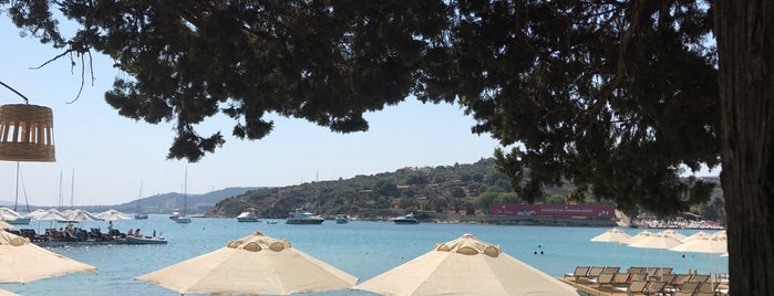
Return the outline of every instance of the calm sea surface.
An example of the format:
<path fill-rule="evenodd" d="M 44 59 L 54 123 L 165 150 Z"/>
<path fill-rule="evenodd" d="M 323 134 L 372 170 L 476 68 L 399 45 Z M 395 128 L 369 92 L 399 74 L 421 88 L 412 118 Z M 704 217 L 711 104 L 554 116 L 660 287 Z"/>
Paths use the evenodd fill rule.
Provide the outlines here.
<path fill-rule="evenodd" d="M 166 245 L 115 245 L 92 247 L 56 247 L 52 252 L 91 264 L 97 274 L 76 273 L 45 278 L 24 285 L 7 284 L 0 288 L 21 295 L 177 295 L 163 287 L 134 281 L 135 277 L 180 261 L 209 253 L 228 241 L 261 231 L 268 236 L 288 240 L 293 247 L 318 257 L 360 278 L 359 283 L 386 272 L 465 233 L 499 245 L 503 252 L 551 275 L 571 273 L 578 265 L 612 266 L 672 266 L 675 273 L 698 268 L 700 273 L 714 269 L 727 273 L 727 257 L 699 253 L 678 253 L 660 250 L 634 249 L 589 240 L 607 229 L 548 228 L 483 224 L 395 225 L 392 222 L 361 222 L 322 225 L 287 225 L 239 223 L 236 219 L 194 219 L 190 224 L 177 224 L 166 215 L 151 215 L 148 220 L 115 221 L 122 232 L 141 229 L 144 234 L 154 230 L 169 242 Z M 33 221 L 30 228 L 42 231 L 49 224 Z M 84 229 L 102 228 L 107 222 L 84 222 Z M 640 230 L 623 229 L 634 235 Z M 684 235 L 698 231 L 679 231 Z M 543 252 L 543 254 L 540 254 Z M 537 254 L 535 254 L 537 253 Z M 373 295 L 367 292 L 319 293 L 314 295 Z"/>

★ ★ ★

TASK:
Reproduce word for word the lines from the start of the items through the line that contains "59 L 54 123", both ends included. Leave out the pictures.

WRITTEN SOLUTION:
Return the outline of every instance of the calm sea surface.
An example of the format:
<path fill-rule="evenodd" d="M 44 59 L 54 123 L 165 150 Z"/>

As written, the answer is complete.